Золотая пыль

В новосибирском «Красном факеле» вышла «ILLUSIA» Филиппа Григорьяна по «Комической иллюзии» Пьера Корнеля. Корреспондент Театра. — о спектакле и проблемах визуального театра на отечественной сцене.

Тяжеловато на Руси двигается визуальный театр. На картинки и фейерверки надо бы денежек, а где их взять? Отсюда и выходит: либо вечная пустая сцена с мебелью и чёрным задником, либо «я его слепила из того, что было». Самые передовые и отчаянные спасаются видеопроекцией, но она же их скоро и погубит. Не стоит ли нам начать беречь своих режиссеров-визуальщиков — например, Филиппа Григорьяна?
За «осовременивание классики» в его конвенциональном виде скоро станут сажать в тюрьму, причём не только следственные органы, но и полиция вкуса — так уже набило оскомину это переодевание князя Мышкина в приталенный чёрный костюм с узким галстуком и экстравертно-деловой походкой. Григорьян формально занимается тем же самым — транспонирует текст семнадцатого века на контекст двадцать первого (активно, правда, используя эстетику массовой культуры конца двадцатого). Однако же, как и бОльшая часть режиссёров художнического типа театра, он создаёт собственную (плюс/минус) вселенную уже на первом уровне восприятия — на визуальном. И в ней благополучно обходится без современного бытописания и даже без жизнеподобия. Спектакль по условности будто пробивается в оперный жанр (да и по едва уловимой специфике композиции и речевой модели некоторых исполнителей).

**Исходные материалы**
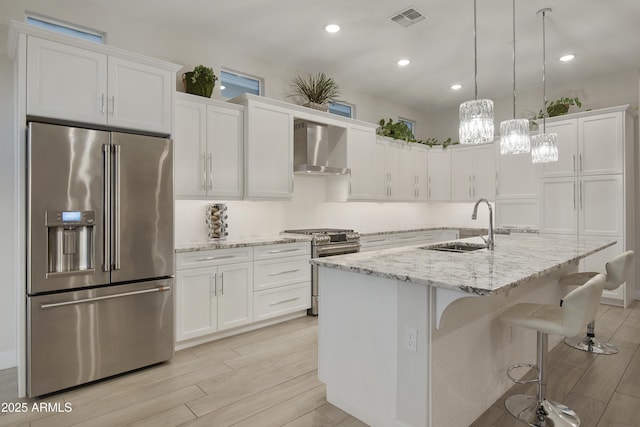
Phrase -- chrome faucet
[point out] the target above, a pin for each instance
(489, 241)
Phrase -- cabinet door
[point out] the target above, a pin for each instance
(140, 96)
(269, 172)
(484, 172)
(190, 148)
(516, 177)
(235, 295)
(224, 151)
(361, 143)
(462, 174)
(601, 205)
(393, 167)
(601, 144)
(559, 206)
(196, 312)
(66, 82)
(420, 172)
(566, 165)
(439, 174)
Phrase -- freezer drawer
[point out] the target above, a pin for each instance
(81, 336)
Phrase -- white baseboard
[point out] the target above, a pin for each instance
(7, 359)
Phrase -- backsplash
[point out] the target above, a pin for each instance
(308, 208)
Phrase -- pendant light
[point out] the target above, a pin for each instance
(514, 133)
(544, 147)
(476, 116)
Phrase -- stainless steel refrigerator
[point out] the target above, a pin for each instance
(100, 254)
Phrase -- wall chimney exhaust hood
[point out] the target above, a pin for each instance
(311, 149)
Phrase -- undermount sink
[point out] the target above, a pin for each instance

**Задание**
Перепишите из рецензии на спектакль «ILLUSIA» без изменений весь фрагмент от слов «Золотая пыль» до слов «например, Филиппа Григорьяна?» включительно.

**Ответ**
Золотая пыль

В новосибирском «Красном факеле» вышла «ILLUSIA» Филиппа Григорьяна по «Комической иллюзии» Пьера Корнеля. Корреспондент Театра. — о спектакле и проблемах визуального театра на отечественной сцене.

Тяжеловато на Руси двигается визуальный театр. На картинки и фейерверки надо бы денежек, а где их взять? Отсюда и выходит: либо вечная пустая сцена с мебелью и чёрным задником, либо «я его слепила из того, что было». Самые передовые и отчаянные спасаются видеопроекцией, но она же их скоро и погубит. Не стоит ли нам начать беречь своих режиссеров-визуальщиков — например, Филиппа Григорьяна?